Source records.
=======
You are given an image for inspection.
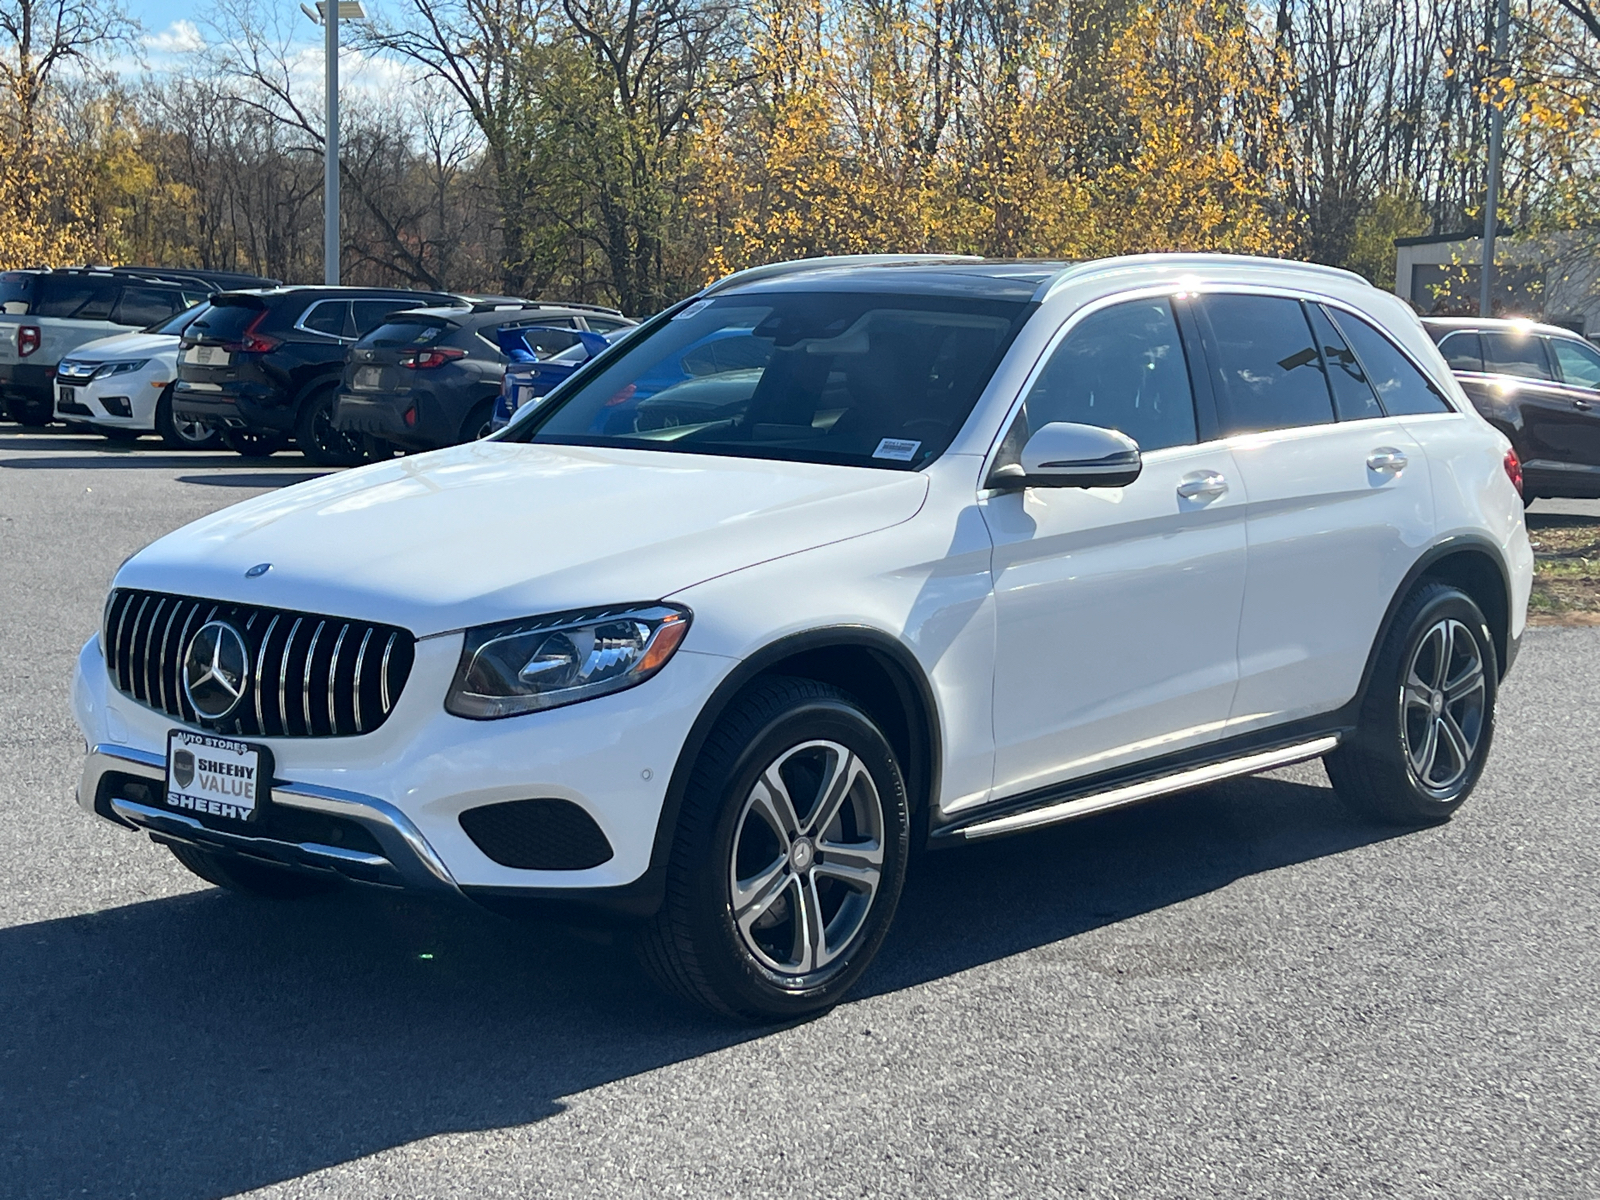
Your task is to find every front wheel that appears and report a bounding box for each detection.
[1325,583,1497,825]
[637,677,909,1021]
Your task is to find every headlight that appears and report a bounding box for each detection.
[92,360,148,379]
[445,603,691,719]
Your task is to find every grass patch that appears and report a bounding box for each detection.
[1525,511,1600,625]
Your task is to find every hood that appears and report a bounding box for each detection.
[118,441,930,636]
[65,332,179,361]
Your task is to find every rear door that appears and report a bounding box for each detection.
[1195,292,1435,731]
[1481,329,1574,470]
[1543,335,1600,471]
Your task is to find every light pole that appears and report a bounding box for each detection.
[1480,0,1511,318]
[301,0,366,285]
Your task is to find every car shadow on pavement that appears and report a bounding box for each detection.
[1,772,1400,1198]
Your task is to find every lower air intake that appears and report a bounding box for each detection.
[458,799,614,870]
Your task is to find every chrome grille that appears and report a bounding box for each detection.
[104,588,415,737]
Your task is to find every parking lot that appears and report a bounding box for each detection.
[2,427,1598,1199]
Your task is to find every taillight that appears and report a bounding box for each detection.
[17,325,41,356]
[221,310,281,354]
[399,347,466,370]
[1504,448,1523,496]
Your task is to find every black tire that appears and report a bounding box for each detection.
[459,398,495,444]
[167,842,341,899]
[222,427,289,458]
[155,385,224,450]
[6,396,52,427]
[637,677,910,1021]
[295,387,368,467]
[1325,583,1498,825]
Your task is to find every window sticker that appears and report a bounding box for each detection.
[672,299,712,321]
[873,438,921,462]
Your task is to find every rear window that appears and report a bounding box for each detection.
[1,272,37,314]
[361,319,452,348]
[189,298,267,341]
[34,275,121,319]
[148,302,209,336]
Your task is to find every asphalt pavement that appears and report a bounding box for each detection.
[1,429,1597,1199]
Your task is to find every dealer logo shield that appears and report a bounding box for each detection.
[182,620,250,720]
[172,748,195,789]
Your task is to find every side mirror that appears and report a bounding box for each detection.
[989,422,1143,490]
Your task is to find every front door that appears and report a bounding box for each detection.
[982,295,1249,801]
[1543,335,1600,478]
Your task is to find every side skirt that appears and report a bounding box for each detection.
[929,721,1350,845]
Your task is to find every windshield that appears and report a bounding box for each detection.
[146,301,210,336]
[506,292,1029,469]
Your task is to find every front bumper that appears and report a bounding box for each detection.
[55,372,167,430]
[80,743,461,893]
[71,632,735,905]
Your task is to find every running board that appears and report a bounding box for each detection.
[956,735,1341,841]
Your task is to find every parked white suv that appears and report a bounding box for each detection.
[73,254,1532,1020]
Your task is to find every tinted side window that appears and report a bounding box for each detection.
=======
Assignment. Give back each entry exactly as it appears, with no pictures.

Solution to this task.
You are given an image for inspection.
Your task is to find every front wheel that appears and report a bounding box for each detection.
[1325,583,1497,825]
[637,677,909,1021]
Your task is to find every headlight that appears and report a bounding box for each detection.
[92,360,148,379]
[445,603,691,719]
Your task is to find every grass patch that appears and report a bounding box for each detection.
[1525,511,1600,625]
Your task is to find every hood that appears and report a bounding box for each detection.
[118,441,930,636]
[65,332,179,361]
Your task is to find every rear door that appears and report a bounding box for each detection.
[1195,292,1435,731]
[1481,329,1574,470]
[1543,335,1600,471]
Your task is to find every light pole that appears and report a bounding box for each detection.
[1480,0,1511,318]
[301,0,366,285]
Your task is to find every car shadow on pavement that appears and report a bounding box for each detection.
[1,772,1400,1198]
Your task is to find every lower air intake that appears and report a bounding box for each detection.
[458,799,614,870]
Your task is to find every chrome grille that appears and report a bounding box for each detection.
[104,588,415,737]
Your task is to find every parking lot that appears and report a bounding box for each detection.
[2,427,1598,1199]
Your task is to find every taillight that appears and report a bounding box for each detection.
[17,325,41,356]
[221,310,281,354]
[399,347,466,370]
[1504,448,1523,496]
Your task is to find every black tire that appears and report a bounding box for each detection.
[459,398,495,444]
[167,842,341,899]
[222,427,289,458]
[155,385,224,450]
[6,396,52,427]
[637,677,910,1021]
[295,387,368,467]
[1325,583,1498,825]
Your task is to find every window sticker that appears and report a bounding box for each detection.
[672,299,712,321]
[873,438,921,462]
Your task is to find every rear window that appears and report a bounding box for each detection.
[1,272,37,314]
[361,319,452,348]
[189,298,267,341]
[34,275,121,319]
[148,302,209,336]
Your task is to find every asphalt pavement that appears and report a bounding box for each detection.
[1,429,1597,1199]
Your task is to find every dealer logo shield that appears and report a bounding box for each detection.
[182,620,250,720]
[172,748,195,789]
Your task is to find every side mirror that appears and report a bounding box for each detection.
[989,422,1143,490]
Your task is to find every front door that appears and report a bounding box for each detection.
[982,295,1249,801]
[1543,335,1600,478]
Your task is to find every side skirt that appears and report a bounding box for each detection.
[929,721,1350,845]
Your task is to find every windshield that appears and report a bounding box for each detection.
[146,301,210,336]
[506,292,1029,469]
Your task is to find every front bumper that appears and report a bounding box for each detection.
[55,372,167,430]
[80,743,461,893]
[71,632,735,905]
Your task is to find every running board that appears and report a bounding box for each detection.
[956,735,1341,841]
Your task is to find every parked white suv that appears and report a bounding box for each detection.
[73,254,1532,1020]
Your task is to find every tinted side window that appears and report a bounding box for each detection.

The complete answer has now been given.